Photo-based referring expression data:
===============
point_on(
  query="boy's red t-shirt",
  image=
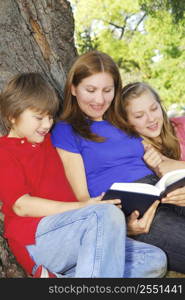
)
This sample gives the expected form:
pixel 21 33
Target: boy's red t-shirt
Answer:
pixel 34 169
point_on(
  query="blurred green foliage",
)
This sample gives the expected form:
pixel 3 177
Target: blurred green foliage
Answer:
pixel 146 38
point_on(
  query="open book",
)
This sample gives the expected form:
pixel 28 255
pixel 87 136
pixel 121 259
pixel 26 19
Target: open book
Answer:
pixel 139 196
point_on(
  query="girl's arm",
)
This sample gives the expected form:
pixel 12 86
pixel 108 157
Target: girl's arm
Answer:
pixel 28 206
pixel 75 172
pixel 160 163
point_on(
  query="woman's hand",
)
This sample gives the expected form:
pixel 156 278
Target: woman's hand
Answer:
pixel 169 164
pixel 176 197
pixel 98 200
pixel 137 226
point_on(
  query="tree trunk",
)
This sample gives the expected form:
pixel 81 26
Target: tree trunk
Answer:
pixel 35 36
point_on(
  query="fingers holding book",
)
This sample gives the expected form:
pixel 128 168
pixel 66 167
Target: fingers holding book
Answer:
pixel 176 197
pixel 136 225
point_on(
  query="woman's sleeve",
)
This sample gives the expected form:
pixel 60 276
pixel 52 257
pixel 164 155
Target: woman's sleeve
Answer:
pixel 12 180
pixel 62 136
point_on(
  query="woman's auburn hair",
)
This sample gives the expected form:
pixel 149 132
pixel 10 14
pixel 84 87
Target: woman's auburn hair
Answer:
pixel 169 144
pixel 86 65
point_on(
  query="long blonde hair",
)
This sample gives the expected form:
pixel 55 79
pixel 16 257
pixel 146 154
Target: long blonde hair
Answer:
pixel 88 64
pixel 168 144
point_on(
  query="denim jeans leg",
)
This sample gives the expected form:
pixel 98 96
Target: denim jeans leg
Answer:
pixel 167 232
pixel 144 260
pixel 88 242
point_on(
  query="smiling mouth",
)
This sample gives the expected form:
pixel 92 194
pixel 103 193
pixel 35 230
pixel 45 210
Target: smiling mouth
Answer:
pixel 42 133
pixel 97 108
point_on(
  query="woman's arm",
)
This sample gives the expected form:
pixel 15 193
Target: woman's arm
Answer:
pixel 75 172
pixel 137 226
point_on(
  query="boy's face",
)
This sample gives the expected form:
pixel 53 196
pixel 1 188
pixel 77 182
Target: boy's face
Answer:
pixel 31 125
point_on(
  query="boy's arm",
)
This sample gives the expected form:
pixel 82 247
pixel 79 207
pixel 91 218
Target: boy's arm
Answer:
pixel 28 206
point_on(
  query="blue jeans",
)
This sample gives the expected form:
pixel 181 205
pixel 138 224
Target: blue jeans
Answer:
pixel 167 232
pixel 91 242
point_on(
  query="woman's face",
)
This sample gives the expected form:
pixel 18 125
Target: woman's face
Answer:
pixel 94 94
pixel 145 114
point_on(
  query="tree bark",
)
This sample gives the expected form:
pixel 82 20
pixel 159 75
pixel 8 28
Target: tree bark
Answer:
pixel 35 36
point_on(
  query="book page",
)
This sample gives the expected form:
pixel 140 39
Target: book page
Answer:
pixel 170 178
pixel 142 188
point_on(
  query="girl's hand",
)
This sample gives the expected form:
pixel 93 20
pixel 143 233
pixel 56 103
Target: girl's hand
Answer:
pixel 137 226
pixel 176 197
pixel 152 157
pixel 98 200
pixel 169 164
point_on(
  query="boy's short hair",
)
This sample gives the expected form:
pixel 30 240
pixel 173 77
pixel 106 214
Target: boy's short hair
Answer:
pixel 27 91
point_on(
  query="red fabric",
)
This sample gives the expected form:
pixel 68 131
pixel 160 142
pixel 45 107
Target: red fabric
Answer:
pixel 179 124
pixel 36 170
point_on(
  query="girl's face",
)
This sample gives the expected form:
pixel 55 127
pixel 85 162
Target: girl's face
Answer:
pixel 31 125
pixel 145 114
pixel 94 94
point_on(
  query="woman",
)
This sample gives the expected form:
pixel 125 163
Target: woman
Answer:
pixel 90 139
pixel 164 141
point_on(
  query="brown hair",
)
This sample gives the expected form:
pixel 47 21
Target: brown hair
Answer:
pixel 84 66
pixel 168 144
pixel 26 91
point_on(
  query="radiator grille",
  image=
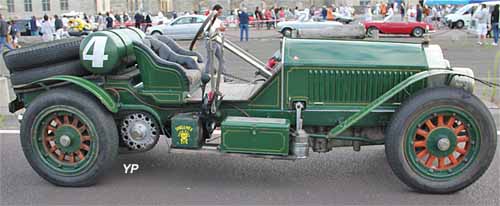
===============
PROBLEM TO WORK ON ::
Without including any pictures, output each entry above exactly as it appears.

ANSWER SECTION ::
point_on(
  query="boy's red t-shirt",
  image=
)
This sample gives the expected form:
pixel 21 33
Target: boy's red t-shirt
Answer:
pixel 34 169
point_on(
  query="blurred green foliage",
)
This sample gives the expected form:
pixel 3 177
Target: blurred green foliage
Answer:
pixel 146 38
point_on(
  query="open book",
)
This sample gives the expected form:
pixel 28 255
pixel 87 136
pixel 121 259
pixel 26 19
Target: open book
Answer:
pixel 139 196
point_on(
  query="girl's arm",
)
This sample gives the expected form:
pixel 12 86
pixel 108 157
Target: girl's arm
Answer:
pixel 28 206
pixel 75 172
pixel 160 163
point_on(
  query="woman's hand",
)
This sample gives the expected form:
pixel 156 278
Target: woman's hand
Answer:
pixel 169 164
pixel 176 197
pixel 98 200
pixel 137 226
point_on(
  query="tree trunk",
)
This sample gives the expected form:
pixel 81 26
Target: tree trunk
Answer:
pixel 35 36
point_on(
  query="fingers holding book",
)
This sample gives the expected form:
pixel 128 168
pixel 66 167
Target: fingers holding book
Answer:
pixel 176 197
pixel 136 225
point_on(
  query="woman's sleeve",
)
This sample gives the expected form:
pixel 60 276
pixel 52 257
pixel 164 155
Target: woman's sleeve
Answer:
pixel 12 180
pixel 62 136
point_on(
  query="woman's auburn hair",
)
This sample gives the expected form:
pixel 149 132
pixel 10 14
pixel 84 87
Target: woman's auburn hair
Answer:
pixel 169 144
pixel 86 65
point_on(
  query="long blonde hair",
)
This sample gives the expected form:
pixel 55 79
pixel 16 257
pixel 146 154
Target: long blonde hair
Answer:
pixel 88 64
pixel 168 144
point_on(
  query="denim jeans leg",
)
This sample gives the expected form:
pixel 98 96
Target: denim jeans leg
Answer:
pixel 167 232
pixel 144 260
pixel 88 242
point_on(
  query="smiling mouth",
)
This sample gives the expected form:
pixel 92 194
pixel 103 193
pixel 35 230
pixel 45 210
Target: smiling mouth
Answer:
pixel 42 133
pixel 97 108
point_on(
  query="woman's arm",
)
This sample gives the expected form:
pixel 15 193
Target: woman's arm
Answer:
pixel 75 172
pixel 137 226
point_on(
  query="boy's face",
)
This sample gives the expected form:
pixel 53 196
pixel 1 188
pixel 77 182
Target: boy's face
Answer:
pixel 31 125
point_on(
  query="boy's arm",
)
This sample gives the expected form:
pixel 82 247
pixel 79 207
pixel 91 218
Target: boy's arm
Answer:
pixel 28 206
point_on(
  query="blue jeans",
)
This sample gives the expected form:
pixel 181 205
pixel 138 224
Target: blue jeans
Answer:
pixel 167 232
pixel 91 242
point_on(
  query="woman's face",
)
This sample gives the expected form:
pixel 18 125
Target: woman's face
Answer:
pixel 94 94
pixel 145 114
point_on(
  query="tree bark",
)
This sample gives the expected form:
pixel 82 20
pixel 159 75
pixel 8 28
Target: tree bark
Answer:
pixel 35 36
point_on(
  query="book page",
)
This sample gives the expected form:
pixel 140 39
Target: book page
Answer:
pixel 170 178
pixel 142 188
point_on(
  query="girl's hand",
)
This sample gives the expected form:
pixel 93 20
pixel 143 233
pixel 56 103
Target: girl's hand
Answer:
pixel 137 226
pixel 176 197
pixel 152 157
pixel 98 200
pixel 169 164
point_on(
  query="boy's short hair",
)
This sample gives the expected form:
pixel 30 240
pixel 173 77
pixel 106 214
Target: boy's short hair
Answer:
pixel 27 91
point_on(
  query="red fabric",
)
This sample gives the expected form:
pixel 68 131
pixel 160 142
pixel 45 107
Target: red fabric
Answer:
pixel 179 124
pixel 36 170
point_on(
  query="girl's face",
)
This sample gives the expected form:
pixel 55 127
pixel 85 162
Target: girl's face
Answer:
pixel 31 125
pixel 145 114
pixel 94 94
point_on(
  query="woman",
)
This sample gives the expected form:
pixel 125 163
Target: woman
Answer:
pixel 90 139
pixel 164 141
point_on(
  query="brown hair",
)
This sample gives the expected form:
pixel 47 21
Target: brown hair
Answer:
pixel 84 66
pixel 168 144
pixel 26 91
point_on(
  query="radiator grille",
  image=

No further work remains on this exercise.